## Exercise
Would you return all of this data exactly, leaving nothing out?
=-=-=
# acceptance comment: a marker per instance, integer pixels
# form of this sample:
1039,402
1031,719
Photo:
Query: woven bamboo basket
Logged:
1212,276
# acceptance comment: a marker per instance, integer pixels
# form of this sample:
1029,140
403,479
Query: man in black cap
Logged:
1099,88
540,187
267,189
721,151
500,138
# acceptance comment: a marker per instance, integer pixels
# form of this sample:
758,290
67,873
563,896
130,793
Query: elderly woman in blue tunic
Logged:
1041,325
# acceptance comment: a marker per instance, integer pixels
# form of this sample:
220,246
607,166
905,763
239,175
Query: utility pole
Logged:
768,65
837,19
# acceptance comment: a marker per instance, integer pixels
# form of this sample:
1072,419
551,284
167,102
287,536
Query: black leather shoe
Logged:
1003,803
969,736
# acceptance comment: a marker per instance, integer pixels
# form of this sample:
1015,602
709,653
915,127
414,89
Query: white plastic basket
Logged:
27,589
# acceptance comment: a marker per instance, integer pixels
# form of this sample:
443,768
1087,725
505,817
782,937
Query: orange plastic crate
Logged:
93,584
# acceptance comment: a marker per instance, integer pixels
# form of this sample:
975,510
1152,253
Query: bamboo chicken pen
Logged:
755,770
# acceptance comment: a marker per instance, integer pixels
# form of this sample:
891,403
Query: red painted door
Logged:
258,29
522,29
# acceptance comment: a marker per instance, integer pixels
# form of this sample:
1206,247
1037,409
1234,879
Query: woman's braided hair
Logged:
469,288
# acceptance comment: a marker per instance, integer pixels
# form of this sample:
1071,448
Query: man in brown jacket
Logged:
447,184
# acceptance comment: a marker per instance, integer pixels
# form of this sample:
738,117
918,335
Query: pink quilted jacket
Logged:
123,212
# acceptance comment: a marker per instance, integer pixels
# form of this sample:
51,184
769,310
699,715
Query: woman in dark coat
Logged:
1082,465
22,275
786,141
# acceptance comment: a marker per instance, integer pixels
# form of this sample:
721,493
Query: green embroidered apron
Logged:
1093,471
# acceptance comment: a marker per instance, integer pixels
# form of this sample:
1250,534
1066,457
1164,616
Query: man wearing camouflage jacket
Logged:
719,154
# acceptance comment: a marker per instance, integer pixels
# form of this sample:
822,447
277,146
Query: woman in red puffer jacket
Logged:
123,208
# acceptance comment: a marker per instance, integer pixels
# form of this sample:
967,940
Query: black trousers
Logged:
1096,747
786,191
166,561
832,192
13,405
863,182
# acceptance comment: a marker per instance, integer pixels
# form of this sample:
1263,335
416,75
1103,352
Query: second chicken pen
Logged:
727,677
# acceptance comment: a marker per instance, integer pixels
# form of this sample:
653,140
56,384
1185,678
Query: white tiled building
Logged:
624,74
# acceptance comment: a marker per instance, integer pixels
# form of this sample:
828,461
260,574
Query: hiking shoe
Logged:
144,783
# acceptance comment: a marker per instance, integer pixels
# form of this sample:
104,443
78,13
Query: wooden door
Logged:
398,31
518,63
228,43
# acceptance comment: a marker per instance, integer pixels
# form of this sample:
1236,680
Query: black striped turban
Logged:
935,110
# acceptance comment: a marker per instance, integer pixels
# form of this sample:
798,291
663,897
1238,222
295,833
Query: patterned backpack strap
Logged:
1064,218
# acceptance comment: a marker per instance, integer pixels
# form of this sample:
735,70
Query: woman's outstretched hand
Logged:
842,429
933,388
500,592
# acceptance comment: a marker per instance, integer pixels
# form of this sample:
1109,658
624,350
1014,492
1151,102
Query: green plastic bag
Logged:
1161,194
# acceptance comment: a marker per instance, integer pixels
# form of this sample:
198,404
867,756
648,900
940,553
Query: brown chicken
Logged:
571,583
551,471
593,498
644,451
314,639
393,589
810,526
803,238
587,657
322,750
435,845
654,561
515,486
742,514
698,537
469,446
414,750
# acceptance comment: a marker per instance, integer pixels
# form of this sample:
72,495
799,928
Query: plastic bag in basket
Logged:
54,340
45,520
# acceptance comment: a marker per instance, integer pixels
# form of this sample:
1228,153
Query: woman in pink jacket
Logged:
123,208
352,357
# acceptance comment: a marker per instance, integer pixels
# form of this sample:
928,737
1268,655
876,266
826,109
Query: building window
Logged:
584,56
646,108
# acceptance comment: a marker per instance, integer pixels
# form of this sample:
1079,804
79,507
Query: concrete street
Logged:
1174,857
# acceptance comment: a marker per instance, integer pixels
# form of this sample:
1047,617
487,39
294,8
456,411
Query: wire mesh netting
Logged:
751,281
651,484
=-=-=
## Solved problem
# acceptance comment: a marker per instance, integer pixels
# form of this sample:
1039,402
1031,719
Photo:
Query: woven bamboo basket
Logged:
1212,276
# acceptance comment: a marker per instance, integer pixels
# form of this sample:
1029,140
403,479
Query: man in black cap
Logged:
1099,88
540,187
267,189
721,151
500,138
# acceptance comment: a marker per instance, integer pixels
# form of this sample:
758,290
67,873
563,896
130,793
Query: elderly woman in blue tunic
Logged:
1041,325
# acceptance comment: a marker per instance, integer pixels
# form of this sample:
220,246
607,166
905,763
239,175
Query: utility pole
Logged:
768,65
837,19
# acceptance comment: a marker per instance, integer pixels
# form of this sample:
1072,419
551,284
167,102
287,536
Query: black leather shoe
Logged:
1003,803
969,736
# acceptance comment: a marker per instance, integer pixels
# form of this sample:
1015,602
709,653
915,127
414,89
Query: white plastic basket
Logged:
27,589
# acceptance comment: a marker per instance, integer pixels
# form of this sample:
443,768
1087,725
505,817
782,937
Query: orange plastic crate
Logged:
93,584
# acceptance comment: a marker per instance, integer pixels
# form of this sample:
975,510
1152,253
Query: bamboo chicken pen
Logged:
755,770
# acceptance comment: a marker per instance, integer pixels
# form of this sample:
891,403
Query: red painted door
Logged:
258,29
522,29
# acceptance comment: a marker per instance, integer pixels
# form of this sample:
1206,247
1037,409
1234,879
Query: woman's braided hair
Logged:
469,288
# acceptance comment: a marker per instance, integer pixels
# form of this sample:
1071,448
Query: man in brown jacket
Logged:
447,184
# acceptance comment: a marker per instance, integer pixels
# form of this sample:
738,117
918,335
Query: pink quilted jacket
Logged:
123,212
# acceptance comment: a marker per instance, integer pixels
# form of this sample:
51,184
769,310
699,715
Query: woman in dark coat
Logged:
1082,465
22,275
786,141
# acceptance comment: a marker per instance, integer pixels
# form of this sample:
721,493
Query: green embroidered apron
Logged:
1093,471
# acceptance comment: a marker per instance, integer pixels
# form of this sample:
1250,534
1066,457
1164,616
Query: man wearing camouflage jacket
Logged:
719,154
# acceptance comment: a marker per instance, integer pixels
# form of this sample:
822,447
277,146
Query: woman in red puffer jacket
Logged:
123,208
# acceptance comment: a marker per instance, integer pixels
# form of this sample:
967,940
Query: black trousers
Logged:
1096,747
786,191
166,561
832,192
13,405
863,182
# acceptance comment: a marker per instance, integer pixels
# form of this sample:
1263,335
416,75
1103,352
Query: second chicken pen
Logged:
727,677
# acceptance comment: a marker per instance, integer pixels
# form of this sample:
653,140
56,384
1185,678
Query: white tiled building
Logged:
624,74
# acceptance comment: a marker per instance, integer pixels
# form of this sample:
828,461
260,574
Query: hiking shoe
Logged:
144,783
# acceptance comment: a marker per instance, integer pixels
# form of this sample:
104,443
78,13
Query: wooden door
Logged:
398,31
518,63
228,43
# acceptance comment: a marker per instance, integer pixels
# form of this sample:
1236,680
Query: black striped turban
Logged:
935,110
# acceptance comment: a marker per instance, integer pixels
# form of this sample:
798,291
663,897
1238,222
295,833
Query: patterned backpack strap
Logged:
1064,218
# acceptance comment: a marker per instance, integer pixels
# form of this sample:
735,70
Query: woman's outstretched hand
Logged:
842,429
933,388
500,592
# acceptance comment: a marker per instance, integer pixels
# form of this sample:
1109,658
624,350
1014,492
1151,102
Query: green plastic bag
Logged:
1161,194
# acceptance comment: a marker per instance, integer pixels
# form of this sample:
198,404
867,756
648,900
940,553
Query: brown chicken
Logged:
571,583
551,471
593,498
644,451
314,639
393,589
810,526
803,238
587,657
322,750
435,845
654,561
515,486
742,514
698,537
469,446
414,750
# acceptance comment: a marker per instance, integer pixels
# form of this sample:
72,495
799,928
Query: plastic bag in basket
Logged:
54,340
45,520
# acceptance comment: a marker per instance, integer pixels
# form of this sample:
1228,153
Query: woman in pink jacket
Logged:
123,208
352,357
# acceptance comment: a marker per instance, integer pixels
# form of this sample:
928,737
1268,655
876,266
826,109
Query: building window
Logged:
584,56
646,108
# acceptance comment: a marker per instance, integer pixels
# form of this sample:
1079,804
79,507
Query: concrete street
Logged:
1174,857
# acceptance comment: a marker per instance, integer pixels
# form of this sample:
1047,617
487,39
294,8
456,411
Query: wire mesh netting
Logged:
751,281
651,484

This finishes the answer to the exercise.